TASK INPUT.
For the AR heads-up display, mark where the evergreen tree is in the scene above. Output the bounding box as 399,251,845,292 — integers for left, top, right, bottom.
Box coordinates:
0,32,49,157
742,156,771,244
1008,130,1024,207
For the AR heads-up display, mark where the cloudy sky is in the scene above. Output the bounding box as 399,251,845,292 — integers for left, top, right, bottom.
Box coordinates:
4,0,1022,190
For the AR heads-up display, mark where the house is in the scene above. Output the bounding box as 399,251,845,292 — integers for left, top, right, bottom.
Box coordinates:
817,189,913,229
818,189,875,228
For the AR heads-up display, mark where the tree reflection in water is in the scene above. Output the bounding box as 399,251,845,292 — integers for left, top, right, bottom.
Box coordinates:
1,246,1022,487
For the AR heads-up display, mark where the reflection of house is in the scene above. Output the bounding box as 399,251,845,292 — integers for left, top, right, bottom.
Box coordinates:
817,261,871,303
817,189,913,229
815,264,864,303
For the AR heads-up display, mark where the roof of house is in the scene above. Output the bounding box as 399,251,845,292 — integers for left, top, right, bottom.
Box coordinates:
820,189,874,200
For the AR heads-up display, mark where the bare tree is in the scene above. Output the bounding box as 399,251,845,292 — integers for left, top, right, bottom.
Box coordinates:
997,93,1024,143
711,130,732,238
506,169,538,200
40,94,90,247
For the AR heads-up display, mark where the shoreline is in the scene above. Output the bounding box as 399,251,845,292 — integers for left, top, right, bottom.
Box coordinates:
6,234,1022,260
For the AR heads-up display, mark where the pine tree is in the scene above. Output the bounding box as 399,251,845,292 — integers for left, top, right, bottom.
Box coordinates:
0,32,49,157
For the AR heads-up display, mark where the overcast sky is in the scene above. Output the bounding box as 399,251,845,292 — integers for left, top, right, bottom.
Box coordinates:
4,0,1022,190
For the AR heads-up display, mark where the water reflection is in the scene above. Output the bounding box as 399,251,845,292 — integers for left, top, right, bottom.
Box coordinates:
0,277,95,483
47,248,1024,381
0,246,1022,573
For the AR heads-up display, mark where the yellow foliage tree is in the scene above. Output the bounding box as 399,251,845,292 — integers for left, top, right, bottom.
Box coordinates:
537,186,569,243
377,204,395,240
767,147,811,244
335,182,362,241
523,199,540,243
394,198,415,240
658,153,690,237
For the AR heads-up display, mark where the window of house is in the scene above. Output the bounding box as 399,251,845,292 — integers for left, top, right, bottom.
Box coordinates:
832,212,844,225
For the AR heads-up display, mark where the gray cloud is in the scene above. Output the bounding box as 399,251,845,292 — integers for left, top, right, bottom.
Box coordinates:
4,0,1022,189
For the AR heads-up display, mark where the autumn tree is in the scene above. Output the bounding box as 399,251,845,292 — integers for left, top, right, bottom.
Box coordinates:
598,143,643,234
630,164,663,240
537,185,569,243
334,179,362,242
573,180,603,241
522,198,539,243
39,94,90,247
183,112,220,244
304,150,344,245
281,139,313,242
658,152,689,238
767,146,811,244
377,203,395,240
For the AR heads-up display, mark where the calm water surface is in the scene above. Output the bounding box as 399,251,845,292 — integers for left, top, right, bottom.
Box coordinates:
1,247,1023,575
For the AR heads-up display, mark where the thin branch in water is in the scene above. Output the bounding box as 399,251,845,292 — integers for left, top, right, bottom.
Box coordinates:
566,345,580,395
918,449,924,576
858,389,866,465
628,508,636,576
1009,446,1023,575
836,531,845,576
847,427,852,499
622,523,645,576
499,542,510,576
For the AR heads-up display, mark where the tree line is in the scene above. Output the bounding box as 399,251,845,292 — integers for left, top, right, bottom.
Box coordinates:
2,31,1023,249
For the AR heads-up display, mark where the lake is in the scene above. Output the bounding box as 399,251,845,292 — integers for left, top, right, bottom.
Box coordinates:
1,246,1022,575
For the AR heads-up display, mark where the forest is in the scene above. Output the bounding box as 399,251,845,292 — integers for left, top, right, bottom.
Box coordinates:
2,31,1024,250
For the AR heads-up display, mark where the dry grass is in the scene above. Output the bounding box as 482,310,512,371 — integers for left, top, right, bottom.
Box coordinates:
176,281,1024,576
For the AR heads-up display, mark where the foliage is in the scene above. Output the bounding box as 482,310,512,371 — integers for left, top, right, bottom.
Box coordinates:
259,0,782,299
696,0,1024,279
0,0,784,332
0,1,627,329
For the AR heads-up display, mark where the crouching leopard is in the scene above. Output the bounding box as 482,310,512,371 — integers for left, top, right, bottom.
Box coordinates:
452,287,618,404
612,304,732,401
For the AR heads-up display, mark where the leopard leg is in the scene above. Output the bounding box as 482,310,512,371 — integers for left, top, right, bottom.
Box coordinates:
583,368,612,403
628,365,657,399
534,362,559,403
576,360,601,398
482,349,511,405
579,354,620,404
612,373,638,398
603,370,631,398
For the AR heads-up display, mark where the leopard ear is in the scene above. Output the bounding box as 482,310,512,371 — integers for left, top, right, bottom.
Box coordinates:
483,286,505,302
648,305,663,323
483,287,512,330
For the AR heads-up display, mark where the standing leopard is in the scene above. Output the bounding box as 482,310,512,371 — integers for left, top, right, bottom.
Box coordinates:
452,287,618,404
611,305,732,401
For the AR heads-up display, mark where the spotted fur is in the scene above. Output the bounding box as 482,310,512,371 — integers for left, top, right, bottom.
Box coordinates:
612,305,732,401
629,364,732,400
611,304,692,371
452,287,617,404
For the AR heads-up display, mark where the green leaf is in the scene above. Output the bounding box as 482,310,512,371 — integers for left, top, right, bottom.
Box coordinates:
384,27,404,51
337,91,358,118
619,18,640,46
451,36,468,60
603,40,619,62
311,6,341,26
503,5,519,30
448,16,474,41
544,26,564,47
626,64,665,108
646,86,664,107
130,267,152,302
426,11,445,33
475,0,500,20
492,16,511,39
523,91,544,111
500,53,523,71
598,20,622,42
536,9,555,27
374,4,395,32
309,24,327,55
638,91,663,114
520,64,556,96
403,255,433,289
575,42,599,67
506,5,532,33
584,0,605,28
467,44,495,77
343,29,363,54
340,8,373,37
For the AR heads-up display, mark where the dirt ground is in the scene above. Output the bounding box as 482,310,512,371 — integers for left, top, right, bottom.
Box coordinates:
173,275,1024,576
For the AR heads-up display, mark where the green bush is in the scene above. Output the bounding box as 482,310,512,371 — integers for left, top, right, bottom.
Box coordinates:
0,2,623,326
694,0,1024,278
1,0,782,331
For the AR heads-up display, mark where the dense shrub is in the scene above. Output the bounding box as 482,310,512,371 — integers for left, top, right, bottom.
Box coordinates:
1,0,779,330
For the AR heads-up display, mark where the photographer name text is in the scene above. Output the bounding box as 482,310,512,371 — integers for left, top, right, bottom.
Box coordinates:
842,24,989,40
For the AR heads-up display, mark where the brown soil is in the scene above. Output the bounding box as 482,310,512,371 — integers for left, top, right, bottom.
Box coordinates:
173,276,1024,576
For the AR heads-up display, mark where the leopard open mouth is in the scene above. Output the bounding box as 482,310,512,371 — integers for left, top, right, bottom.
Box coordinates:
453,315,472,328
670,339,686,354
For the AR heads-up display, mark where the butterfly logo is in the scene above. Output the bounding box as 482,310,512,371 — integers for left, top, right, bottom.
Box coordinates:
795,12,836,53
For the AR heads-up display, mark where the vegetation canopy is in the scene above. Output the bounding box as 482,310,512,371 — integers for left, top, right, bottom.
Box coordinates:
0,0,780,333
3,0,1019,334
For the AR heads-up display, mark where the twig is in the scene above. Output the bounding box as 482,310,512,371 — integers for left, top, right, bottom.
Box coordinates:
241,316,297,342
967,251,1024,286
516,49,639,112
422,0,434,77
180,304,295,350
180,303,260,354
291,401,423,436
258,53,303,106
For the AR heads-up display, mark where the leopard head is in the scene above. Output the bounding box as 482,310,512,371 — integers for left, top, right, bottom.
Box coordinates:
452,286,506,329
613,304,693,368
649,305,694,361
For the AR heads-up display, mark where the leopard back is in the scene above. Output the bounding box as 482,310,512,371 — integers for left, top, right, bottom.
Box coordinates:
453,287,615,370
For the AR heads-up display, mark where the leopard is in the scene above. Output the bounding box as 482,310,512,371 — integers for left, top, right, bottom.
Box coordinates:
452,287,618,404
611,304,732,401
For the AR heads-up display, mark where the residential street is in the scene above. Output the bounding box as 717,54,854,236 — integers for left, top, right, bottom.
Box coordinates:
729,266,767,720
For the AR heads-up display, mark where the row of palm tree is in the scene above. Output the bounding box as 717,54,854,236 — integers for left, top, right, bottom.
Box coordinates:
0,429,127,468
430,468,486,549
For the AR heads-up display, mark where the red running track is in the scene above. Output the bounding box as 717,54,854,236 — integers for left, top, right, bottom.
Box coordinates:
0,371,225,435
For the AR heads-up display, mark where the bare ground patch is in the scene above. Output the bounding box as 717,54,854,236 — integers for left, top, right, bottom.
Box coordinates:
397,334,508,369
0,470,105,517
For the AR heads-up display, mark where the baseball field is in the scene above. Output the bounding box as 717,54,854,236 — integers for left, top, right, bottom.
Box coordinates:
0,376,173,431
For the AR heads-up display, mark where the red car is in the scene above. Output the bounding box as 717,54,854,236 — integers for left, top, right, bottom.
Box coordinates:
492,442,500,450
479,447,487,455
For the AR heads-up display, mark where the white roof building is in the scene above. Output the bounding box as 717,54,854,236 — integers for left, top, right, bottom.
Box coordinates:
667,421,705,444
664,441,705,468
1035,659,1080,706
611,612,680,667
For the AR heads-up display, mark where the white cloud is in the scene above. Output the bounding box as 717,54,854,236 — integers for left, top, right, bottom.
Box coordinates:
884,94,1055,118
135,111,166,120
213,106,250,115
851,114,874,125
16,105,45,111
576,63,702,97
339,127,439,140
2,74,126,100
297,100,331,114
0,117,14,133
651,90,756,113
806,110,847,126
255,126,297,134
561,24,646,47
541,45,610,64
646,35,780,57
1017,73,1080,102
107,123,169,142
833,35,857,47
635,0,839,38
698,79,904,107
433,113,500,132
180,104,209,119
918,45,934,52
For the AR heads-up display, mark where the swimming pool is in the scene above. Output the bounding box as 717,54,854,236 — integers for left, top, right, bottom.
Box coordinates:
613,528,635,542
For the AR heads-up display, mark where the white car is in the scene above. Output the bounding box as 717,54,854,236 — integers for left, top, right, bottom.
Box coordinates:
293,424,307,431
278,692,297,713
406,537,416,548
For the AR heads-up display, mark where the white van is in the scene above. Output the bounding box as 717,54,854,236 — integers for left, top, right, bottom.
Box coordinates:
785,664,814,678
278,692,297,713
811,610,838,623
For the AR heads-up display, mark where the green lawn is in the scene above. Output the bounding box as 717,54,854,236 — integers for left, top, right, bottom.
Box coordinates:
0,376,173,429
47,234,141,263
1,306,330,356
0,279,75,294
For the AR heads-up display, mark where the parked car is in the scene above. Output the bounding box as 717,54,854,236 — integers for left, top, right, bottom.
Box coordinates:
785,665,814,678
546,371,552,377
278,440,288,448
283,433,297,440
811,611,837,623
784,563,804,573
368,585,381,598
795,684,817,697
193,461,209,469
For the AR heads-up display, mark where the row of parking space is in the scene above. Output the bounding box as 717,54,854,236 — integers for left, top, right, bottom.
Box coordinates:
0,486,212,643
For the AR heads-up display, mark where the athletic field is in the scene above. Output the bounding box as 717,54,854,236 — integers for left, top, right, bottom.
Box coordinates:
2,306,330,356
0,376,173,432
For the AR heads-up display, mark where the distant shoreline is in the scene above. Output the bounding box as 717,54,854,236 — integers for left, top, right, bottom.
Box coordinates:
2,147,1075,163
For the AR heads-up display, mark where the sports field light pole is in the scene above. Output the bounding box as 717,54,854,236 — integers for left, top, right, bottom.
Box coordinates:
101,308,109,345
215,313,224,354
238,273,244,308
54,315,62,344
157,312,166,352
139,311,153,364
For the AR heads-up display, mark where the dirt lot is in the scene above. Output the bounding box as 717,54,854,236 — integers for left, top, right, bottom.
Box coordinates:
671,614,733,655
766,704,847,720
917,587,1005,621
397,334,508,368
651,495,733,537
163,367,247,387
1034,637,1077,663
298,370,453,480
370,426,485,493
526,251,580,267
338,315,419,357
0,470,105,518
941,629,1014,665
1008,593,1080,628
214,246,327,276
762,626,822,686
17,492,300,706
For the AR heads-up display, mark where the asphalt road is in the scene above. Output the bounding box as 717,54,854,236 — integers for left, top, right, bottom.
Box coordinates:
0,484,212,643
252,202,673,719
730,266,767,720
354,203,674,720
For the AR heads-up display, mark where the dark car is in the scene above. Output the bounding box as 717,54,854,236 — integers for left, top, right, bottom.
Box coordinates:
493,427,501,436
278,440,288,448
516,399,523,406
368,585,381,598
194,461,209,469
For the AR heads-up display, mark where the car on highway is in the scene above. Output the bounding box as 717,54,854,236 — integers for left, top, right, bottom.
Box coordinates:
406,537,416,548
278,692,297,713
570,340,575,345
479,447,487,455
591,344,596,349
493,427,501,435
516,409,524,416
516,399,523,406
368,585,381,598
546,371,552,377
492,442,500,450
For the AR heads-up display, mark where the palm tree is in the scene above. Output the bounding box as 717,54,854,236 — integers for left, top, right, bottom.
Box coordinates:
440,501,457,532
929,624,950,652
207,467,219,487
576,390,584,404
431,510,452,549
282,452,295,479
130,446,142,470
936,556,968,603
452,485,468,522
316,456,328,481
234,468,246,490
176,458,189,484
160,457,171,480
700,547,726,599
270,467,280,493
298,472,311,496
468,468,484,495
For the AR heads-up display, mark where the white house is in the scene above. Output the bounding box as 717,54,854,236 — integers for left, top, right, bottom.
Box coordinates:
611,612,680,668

EXERCISE.
Find every line above that contains the word "dirt", and return each one.

REPLY.
For the AR heads-up display, mark where the dirt ground is in the scene above. Output the bounding box as 482,310,512,371 — integers for left, top, right, bottom.
For the AR heads-up display, mark where the dirt lot is in the scene above. Output the bounding box as 717,54,854,236 — integers for left, top, right, bottom.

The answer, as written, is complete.